DO THIS :: Write out the portion of the missing-data text below between "When browsing imagery, the" and "our FTP server.", inclusive, swapping "blank map" for "empty map".

PROVIDED TEXT ::
A time composite grid cell will contain data if a minimum number of observations exist:
Averaging Time |
Potential # observations |
Typical # observations |
Minimum # observations |
3-Day |
6 |
~4 |
2 |
Weekly |
14 |
~10 |
5 |
Monthly |
~60 |
~45 |
20 |

Missing Data
There are gaps within these data. Missing data generally affects Daily and 3-Day products, but can also reduce the number of observations in Weekly and Monthly averages.
When browsing imagery, the navigation may skip dates with no data, or you may see a blank map stating that no data is available for that time.
Binary data files for dates with completely missing data are not produced; they will be absent from our FTP server.
Data gaps are generally due to missing data upstream from our processing facility, such as the instrument being turned off. Occasionally, there are delays in obtaining and/or processing recently recorded data; beyond several weeks, it is unlikely that missing data will become available.

Items from a labeling collection:
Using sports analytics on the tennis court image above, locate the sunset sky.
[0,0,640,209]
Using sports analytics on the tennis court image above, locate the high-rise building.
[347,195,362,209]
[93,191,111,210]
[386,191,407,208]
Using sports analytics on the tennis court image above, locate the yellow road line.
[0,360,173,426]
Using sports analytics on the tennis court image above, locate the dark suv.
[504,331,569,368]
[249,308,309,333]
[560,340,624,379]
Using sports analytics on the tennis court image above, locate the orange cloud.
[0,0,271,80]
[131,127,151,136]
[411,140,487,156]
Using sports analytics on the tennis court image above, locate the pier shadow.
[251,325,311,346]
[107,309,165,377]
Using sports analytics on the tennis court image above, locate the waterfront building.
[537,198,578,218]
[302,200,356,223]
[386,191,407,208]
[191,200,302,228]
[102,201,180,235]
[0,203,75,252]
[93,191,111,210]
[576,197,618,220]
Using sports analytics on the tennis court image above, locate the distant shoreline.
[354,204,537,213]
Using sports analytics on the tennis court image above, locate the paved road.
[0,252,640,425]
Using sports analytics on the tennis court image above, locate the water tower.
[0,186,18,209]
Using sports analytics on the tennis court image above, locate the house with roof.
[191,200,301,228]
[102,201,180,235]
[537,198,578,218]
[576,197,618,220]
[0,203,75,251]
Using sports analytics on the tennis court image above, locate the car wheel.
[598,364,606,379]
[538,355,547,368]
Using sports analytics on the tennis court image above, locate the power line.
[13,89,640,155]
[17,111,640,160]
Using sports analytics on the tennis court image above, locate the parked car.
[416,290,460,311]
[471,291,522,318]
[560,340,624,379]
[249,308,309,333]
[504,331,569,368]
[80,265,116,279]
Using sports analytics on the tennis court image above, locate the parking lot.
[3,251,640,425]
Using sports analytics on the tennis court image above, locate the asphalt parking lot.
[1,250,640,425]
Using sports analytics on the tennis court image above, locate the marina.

FINISHED TASK ::
When browsing imagery, the navigation may skip dates with no data, or you may see a empty map stating that no data is available for that time.
Binary data files for dates with completely missing data are not produced; they will be absent from our FTP server.